— START OF Document section —

Okay, technically, that company was “Puzzelpost,” but that’s one in the same, as Puzzelpost are now Diorama Games. The rebrand is simply part of taking the next step and bringing their games to an international audience with the Kickstarter campaign for their first game, The Vandermist Dossier.
The Vandermist Dossier is part one of a trilogy. The project actually began as an English translation of Puzzelpost’s original games, but in modifying the first game for the international market, Diorama have not only translated, but also redesigned and expanded the game with additional puzzles, a stronger narrative, and even more surprises. (Or so I gather; I haven’t actually played the game which inspired The Vandermist Dossier.) The end result of The Vandermist Dossier is pretty close to perfection.
The Vandermist Dossier falls firmly into what we have classed as an Escape Box, and it is an exceptionally well done one at that. From the moment we opened the mysterious box that arrived at our door, we knew we were in for a treat. The materials contained within The Vandermist Dossier are high quality, and cleverly designed.

— END OF Document section —
— START OF Source material —

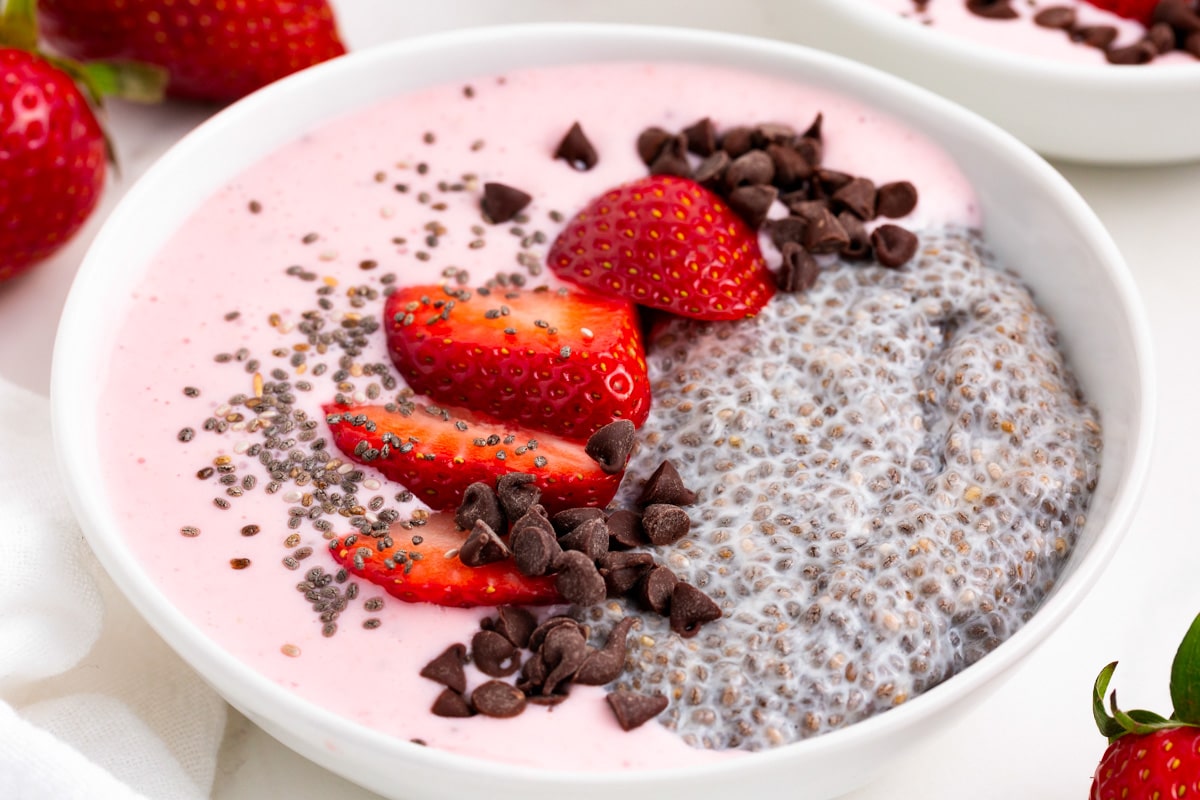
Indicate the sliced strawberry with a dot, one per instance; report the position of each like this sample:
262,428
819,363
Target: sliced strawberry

— END OF Source material —

| The exercise |
Continue the review of The Vandermist Dossier from its last sentence.

| Expected answer |
The narrative is the driving force behind the game, making it a surprisingly immersive experience. The story is so integral to the game that everything serves to move it forward, from Abigail’s letters to the puzzles contained within the dossier. Every reveal as a puzzle was solved pushed the pace of the game, giving us a sense of excitement as we discovered more and more about Abigail’s mysterious disappearance.
The hardest part of an escape room in a box to get right is the conclusion, but Diorama have managed to do this too, tying together everything in a nice, satisfying package. Of course, a few questions are left unanswered, but that’s to be expected, knowing that there are still two more chapters planned.
On a side note, one of the most pleasing aspects of the game was that The Vandermist Dossier managed to create the impression that this was an alternate reality to explore without actually utilising the Internet. Whether that was because we were investigating a disappearance that took place in 1979 and therefore predated the Internet, or for some other reason, it was refreshing, after so many games that have taken us into the digital world, to have everything we needed in front of us, and only need technology to forward the information we discovered at the conclusion of the game.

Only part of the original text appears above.